[TASK GOAL] Extract each line in the records below that contains the string "spaces".

[GIVEN DATA]

[start]

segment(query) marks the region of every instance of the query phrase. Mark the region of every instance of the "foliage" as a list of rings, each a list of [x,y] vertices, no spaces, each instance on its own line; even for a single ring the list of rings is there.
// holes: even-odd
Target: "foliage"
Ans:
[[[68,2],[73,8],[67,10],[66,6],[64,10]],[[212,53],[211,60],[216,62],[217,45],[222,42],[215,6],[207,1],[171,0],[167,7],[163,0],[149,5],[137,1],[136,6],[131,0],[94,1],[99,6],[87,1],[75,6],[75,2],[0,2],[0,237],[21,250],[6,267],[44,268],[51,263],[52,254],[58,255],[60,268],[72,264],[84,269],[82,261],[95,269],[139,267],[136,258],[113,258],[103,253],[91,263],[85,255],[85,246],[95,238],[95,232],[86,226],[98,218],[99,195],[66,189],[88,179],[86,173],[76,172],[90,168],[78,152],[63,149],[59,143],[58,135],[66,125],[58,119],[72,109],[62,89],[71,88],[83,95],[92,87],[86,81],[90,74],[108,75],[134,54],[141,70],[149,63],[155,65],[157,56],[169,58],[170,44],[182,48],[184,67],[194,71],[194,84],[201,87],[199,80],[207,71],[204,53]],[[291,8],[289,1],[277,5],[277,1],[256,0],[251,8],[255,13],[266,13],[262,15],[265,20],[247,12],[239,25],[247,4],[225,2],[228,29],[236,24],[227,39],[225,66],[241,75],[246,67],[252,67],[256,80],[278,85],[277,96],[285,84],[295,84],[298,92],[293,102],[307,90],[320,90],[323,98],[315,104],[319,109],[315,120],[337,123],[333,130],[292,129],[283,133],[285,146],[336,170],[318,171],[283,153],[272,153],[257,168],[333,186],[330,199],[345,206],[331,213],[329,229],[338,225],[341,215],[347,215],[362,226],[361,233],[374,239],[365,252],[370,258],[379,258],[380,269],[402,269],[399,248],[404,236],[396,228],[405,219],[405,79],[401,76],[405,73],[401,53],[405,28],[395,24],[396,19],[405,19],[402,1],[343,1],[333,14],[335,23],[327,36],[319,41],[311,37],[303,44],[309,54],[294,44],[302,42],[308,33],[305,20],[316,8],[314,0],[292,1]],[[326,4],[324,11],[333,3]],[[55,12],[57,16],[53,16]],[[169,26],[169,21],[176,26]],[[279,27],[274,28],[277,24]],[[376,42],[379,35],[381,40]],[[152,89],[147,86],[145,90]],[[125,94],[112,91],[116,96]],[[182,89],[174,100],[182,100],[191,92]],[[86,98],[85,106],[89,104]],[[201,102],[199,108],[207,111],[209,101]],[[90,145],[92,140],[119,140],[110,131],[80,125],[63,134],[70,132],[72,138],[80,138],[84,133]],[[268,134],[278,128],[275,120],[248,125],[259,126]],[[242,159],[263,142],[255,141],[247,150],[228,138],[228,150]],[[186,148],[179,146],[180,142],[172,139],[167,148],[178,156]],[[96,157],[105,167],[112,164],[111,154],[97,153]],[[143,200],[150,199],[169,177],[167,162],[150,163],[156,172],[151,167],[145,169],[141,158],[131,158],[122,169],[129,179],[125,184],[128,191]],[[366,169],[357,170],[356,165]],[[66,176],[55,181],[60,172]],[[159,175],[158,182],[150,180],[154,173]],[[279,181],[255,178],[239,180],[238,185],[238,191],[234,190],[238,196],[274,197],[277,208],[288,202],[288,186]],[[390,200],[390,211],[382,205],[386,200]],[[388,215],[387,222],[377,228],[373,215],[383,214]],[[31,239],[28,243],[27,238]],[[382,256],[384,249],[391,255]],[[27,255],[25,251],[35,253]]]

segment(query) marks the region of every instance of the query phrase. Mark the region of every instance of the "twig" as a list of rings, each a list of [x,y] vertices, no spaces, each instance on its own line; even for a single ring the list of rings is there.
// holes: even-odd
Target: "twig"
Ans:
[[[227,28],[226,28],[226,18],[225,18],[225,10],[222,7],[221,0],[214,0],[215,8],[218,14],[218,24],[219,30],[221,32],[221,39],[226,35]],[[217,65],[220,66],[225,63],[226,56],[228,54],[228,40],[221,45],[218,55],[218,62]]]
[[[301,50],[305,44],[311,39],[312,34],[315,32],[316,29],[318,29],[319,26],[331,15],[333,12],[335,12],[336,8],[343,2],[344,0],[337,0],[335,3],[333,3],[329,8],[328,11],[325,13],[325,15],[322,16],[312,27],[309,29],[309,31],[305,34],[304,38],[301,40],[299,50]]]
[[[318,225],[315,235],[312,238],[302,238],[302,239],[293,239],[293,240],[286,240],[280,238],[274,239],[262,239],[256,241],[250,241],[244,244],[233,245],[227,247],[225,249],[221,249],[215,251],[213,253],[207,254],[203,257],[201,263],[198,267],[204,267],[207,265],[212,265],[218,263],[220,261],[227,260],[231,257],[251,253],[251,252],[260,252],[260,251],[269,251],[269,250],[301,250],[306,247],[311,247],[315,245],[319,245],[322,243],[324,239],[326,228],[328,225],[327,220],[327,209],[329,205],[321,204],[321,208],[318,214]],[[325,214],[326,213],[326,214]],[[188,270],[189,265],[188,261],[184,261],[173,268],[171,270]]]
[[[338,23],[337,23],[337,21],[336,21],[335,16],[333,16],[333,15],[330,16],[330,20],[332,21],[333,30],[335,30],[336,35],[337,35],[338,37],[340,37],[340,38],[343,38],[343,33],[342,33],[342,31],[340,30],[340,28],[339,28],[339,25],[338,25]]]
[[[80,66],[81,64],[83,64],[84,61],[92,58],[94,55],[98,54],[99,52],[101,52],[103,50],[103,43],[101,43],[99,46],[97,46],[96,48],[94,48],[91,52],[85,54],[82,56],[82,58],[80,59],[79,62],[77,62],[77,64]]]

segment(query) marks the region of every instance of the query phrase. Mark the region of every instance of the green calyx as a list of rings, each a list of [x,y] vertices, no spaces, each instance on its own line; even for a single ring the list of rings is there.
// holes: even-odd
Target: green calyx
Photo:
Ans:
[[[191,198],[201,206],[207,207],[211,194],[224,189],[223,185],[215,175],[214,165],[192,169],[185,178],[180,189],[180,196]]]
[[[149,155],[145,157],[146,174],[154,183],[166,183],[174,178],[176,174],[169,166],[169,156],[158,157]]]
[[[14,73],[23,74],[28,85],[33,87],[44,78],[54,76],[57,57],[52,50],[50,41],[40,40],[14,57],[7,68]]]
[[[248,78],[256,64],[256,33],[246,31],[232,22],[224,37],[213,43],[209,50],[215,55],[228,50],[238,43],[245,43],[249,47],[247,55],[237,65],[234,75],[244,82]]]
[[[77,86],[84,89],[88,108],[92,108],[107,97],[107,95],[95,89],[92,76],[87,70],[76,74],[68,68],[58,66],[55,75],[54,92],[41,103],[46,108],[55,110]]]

[end]

[RESULT OF THE EXERCISE]
segment(query) marks the region of every instance of the query phrase. Mark the region of every instance of the "foliage" as a list of rings, each a list of [x,y] vertices, no spaces, each instance on its own line; even for a single ring the list of rings is there.
segment(query) marks the region of every instance of the query phrase. Mark the region of every instance of the "twig" as a list of rings, each a list of [x,y] vertices, no spaces, each instance on its own line; even for a single ring the list of rings is there.
segment(query) marks the region of every instance of the query phrase. Mark the region of every instance of the green calyx as a list of rings, each a list of [x,y] vertices, no spaces, each instance on its own line; even for a single ring the list of rings is there.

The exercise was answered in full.